• TASK REQUIREMENTS
Print exactly the lines from the line with "of the evergreen" to the last line of the data, please, both included.

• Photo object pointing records

◇ ◇ ◇

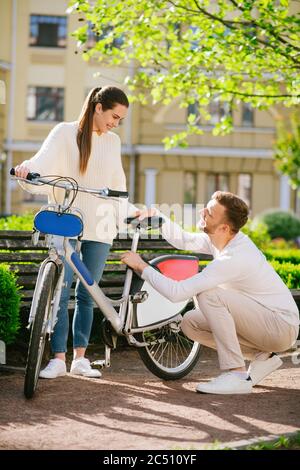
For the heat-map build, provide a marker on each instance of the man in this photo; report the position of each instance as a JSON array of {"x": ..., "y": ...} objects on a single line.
[{"x": 244, "y": 306}]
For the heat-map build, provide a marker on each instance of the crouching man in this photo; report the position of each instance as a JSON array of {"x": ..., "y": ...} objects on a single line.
[{"x": 244, "y": 308}]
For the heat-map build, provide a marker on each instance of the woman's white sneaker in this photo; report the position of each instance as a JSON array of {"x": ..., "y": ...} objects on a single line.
[
  {"x": 259, "y": 369},
  {"x": 82, "y": 366},
  {"x": 55, "y": 368},
  {"x": 228, "y": 383}
]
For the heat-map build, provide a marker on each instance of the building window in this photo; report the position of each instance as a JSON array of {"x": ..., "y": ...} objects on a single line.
[
  {"x": 217, "y": 110},
  {"x": 45, "y": 104},
  {"x": 245, "y": 187},
  {"x": 107, "y": 33},
  {"x": 247, "y": 115},
  {"x": 216, "y": 182},
  {"x": 190, "y": 187},
  {"x": 48, "y": 31}
]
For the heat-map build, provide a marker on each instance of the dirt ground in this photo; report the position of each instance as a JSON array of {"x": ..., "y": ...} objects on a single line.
[{"x": 129, "y": 408}]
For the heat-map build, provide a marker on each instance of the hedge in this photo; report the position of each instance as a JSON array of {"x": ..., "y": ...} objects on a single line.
[
  {"x": 9, "y": 305},
  {"x": 283, "y": 256}
]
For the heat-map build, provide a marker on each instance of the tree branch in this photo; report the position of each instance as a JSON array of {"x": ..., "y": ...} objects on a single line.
[{"x": 272, "y": 33}]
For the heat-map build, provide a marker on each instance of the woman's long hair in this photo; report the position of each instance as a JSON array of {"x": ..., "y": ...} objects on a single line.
[{"x": 109, "y": 97}]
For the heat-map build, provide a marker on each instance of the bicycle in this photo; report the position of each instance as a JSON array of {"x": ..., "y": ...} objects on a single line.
[{"x": 145, "y": 318}]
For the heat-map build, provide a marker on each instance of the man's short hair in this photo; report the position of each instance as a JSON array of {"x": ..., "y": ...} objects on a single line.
[{"x": 237, "y": 211}]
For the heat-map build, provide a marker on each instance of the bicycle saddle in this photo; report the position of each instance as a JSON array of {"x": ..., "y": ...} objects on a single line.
[{"x": 153, "y": 222}]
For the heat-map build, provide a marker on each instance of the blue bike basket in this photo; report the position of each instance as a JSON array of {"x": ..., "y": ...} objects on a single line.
[{"x": 57, "y": 223}]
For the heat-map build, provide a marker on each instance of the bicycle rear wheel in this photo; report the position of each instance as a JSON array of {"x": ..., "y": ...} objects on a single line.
[
  {"x": 170, "y": 354},
  {"x": 44, "y": 291}
]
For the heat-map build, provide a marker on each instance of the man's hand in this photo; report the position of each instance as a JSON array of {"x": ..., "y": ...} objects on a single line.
[
  {"x": 134, "y": 261},
  {"x": 21, "y": 171},
  {"x": 146, "y": 213}
]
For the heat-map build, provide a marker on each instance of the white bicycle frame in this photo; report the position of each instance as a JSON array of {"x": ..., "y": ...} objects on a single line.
[{"x": 153, "y": 311}]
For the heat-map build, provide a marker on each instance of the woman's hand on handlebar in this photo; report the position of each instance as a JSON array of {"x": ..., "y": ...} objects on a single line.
[
  {"x": 21, "y": 171},
  {"x": 134, "y": 261},
  {"x": 146, "y": 213}
]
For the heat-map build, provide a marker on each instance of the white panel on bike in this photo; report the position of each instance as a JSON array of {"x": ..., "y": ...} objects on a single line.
[{"x": 156, "y": 308}]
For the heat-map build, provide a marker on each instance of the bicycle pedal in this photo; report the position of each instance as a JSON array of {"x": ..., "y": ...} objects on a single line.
[
  {"x": 100, "y": 363},
  {"x": 139, "y": 297},
  {"x": 134, "y": 342}
]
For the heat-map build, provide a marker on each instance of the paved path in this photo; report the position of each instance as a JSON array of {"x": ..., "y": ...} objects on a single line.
[{"x": 129, "y": 408}]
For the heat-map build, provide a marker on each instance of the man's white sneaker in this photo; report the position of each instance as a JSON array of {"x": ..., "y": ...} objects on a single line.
[
  {"x": 228, "y": 383},
  {"x": 55, "y": 368},
  {"x": 82, "y": 366},
  {"x": 259, "y": 369}
]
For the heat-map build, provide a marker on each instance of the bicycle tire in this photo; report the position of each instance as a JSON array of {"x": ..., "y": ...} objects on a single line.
[
  {"x": 187, "y": 352},
  {"x": 38, "y": 331}
]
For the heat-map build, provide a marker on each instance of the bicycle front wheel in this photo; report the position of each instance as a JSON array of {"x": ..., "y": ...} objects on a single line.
[
  {"x": 44, "y": 294},
  {"x": 169, "y": 354}
]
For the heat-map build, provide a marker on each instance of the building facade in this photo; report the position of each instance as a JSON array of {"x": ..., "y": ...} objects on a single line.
[{"x": 47, "y": 81}]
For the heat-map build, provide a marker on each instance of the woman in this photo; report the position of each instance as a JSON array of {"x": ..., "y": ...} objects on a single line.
[{"x": 87, "y": 151}]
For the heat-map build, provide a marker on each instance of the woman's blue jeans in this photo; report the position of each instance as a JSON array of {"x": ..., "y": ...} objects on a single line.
[{"x": 94, "y": 255}]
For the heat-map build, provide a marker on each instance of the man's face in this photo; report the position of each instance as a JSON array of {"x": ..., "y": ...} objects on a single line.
[{"x": 213, "y": 218}]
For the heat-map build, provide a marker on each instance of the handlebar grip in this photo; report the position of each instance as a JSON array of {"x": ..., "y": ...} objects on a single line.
[
  {"x": 29, "y": 177},
  {"x": 112, "y": 193}
]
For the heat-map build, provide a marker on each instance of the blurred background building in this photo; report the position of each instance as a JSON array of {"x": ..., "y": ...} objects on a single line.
[{"x": 47, "y": 81}]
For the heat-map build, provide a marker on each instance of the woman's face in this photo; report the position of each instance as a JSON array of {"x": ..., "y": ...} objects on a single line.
[{"x": 105, "y": 121}]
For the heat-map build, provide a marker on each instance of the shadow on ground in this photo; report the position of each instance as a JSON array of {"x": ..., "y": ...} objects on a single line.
[{"x": 129, "y": 408}]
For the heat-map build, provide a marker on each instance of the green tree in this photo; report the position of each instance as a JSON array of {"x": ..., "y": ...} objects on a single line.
[
  {"x": 287, "y": 148},
  {"x": 198, "y": 50}
]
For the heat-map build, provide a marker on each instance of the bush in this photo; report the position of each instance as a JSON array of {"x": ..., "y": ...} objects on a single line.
[
  {"x": 283, "y": 256},
  {"x": 258, "y": 232},
  {"x": 280, "y": 224},
  {"x": 17, "y": 222},
  {"x": 289, "y": 273},
  {"x": 9, "y": 305}
]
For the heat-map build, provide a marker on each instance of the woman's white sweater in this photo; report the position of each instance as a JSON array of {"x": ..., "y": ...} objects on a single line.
[{"x": 59, "y": 155}]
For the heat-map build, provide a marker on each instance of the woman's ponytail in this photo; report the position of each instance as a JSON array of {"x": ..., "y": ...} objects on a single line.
[
  {"x": 108, "y": 96},
  {"x": 85, "y": 128}
]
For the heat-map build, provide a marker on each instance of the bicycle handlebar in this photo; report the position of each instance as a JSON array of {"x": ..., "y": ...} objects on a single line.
[
  {"x": 29, "y": 177},
  {"x": 35, "y": 178}
]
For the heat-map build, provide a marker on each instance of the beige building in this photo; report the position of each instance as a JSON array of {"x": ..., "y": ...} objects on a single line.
[{"x": 47, "y": 82}]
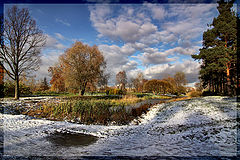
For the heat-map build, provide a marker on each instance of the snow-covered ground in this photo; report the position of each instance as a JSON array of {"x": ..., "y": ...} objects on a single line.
[{"x": 198, "y": 127}]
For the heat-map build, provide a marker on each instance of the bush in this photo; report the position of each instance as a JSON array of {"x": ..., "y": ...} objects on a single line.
[
  {"x": 115, "y": 91},
  {"x": 209, "y": 93},
  {"x": 194, "y": 94},
  {"x": 9, "y": 89}
]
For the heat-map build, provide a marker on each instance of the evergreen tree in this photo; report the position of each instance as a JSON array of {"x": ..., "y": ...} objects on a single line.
[{"x": 219, "y": 53}]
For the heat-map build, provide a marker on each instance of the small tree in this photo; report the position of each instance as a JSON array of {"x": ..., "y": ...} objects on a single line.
[
  {"x": 81, "y": 64},
  {"x": 121, "y": 79},
  {"x": 57, "y": 80},
  {"x": 20, "y": 45}
]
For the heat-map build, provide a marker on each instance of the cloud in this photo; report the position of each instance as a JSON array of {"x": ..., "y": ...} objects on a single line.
[
  {"x": 153, "y": 56},
  {"x": 189, "y": 67},
  {"x": 120, "y": 27},
  {"x": 158, "y": 12},
  {"x": 63, "y": 22},
  {"x": 183, "y": 51},
  {"x": 59, "y": 36},
  {"x": 52, "y": 43}
]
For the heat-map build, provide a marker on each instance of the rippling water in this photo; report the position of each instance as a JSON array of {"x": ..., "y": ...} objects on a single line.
[{"x": 199, "y": 127}]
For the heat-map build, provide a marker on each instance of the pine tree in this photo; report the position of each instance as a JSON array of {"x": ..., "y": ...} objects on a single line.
[{"x": 219, "y": 53}]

◇ ◇ ◇

• THE REPLY
For the heat-map build, provide a marker on each instance of the evergreen tree in this photo; report the position of each instance as a JSON array of {"x": ..., "y": ...} objects on a single line.
[{"x": 219, "y": 53}]
For the heat-map build, provide a marker on each instance of the small tree in this photo; report the position of each instance as a JSON array of {"x": ..., "y": ...} objects on a single line.
[
  {"x": 81, "y": 64},
  {"x": 121, "y": 79},
  {"x": 57, "y": 80},
  {"x": 20, "y": 45}
]
For the heat-map build, provide a marker on each instance of the cloud in this photo; report the position of each instance as a JSON array of {"x": ..., "y": ...} objects on a single line.
[
  {"x": 153, "y": 56},
  {"x": 189, "y": 67},
  {"x": 120, "y": 27},
  {"x": 158, "y": 12},
  {"x": 63, "y": 22},
  {"x": 183, "y": 51},
  {"x": 59, "y": 36},
  {"x": 52, "y": 43}
]
For the heat-map build, provide a marker on each instance of the rippling water in this photo; report the position of each instance as a JSON array of {"x": ..., "y": ...} objects on a single line.
[{"x": 199, "y": 127}]
For the heat-map build, provide a marker on each instance of the pine tree in this photo; report the position of each instance as a JSON array of {"x": ..., "y": ...} objects on a single line.
[{"x": 219, "y": 53}]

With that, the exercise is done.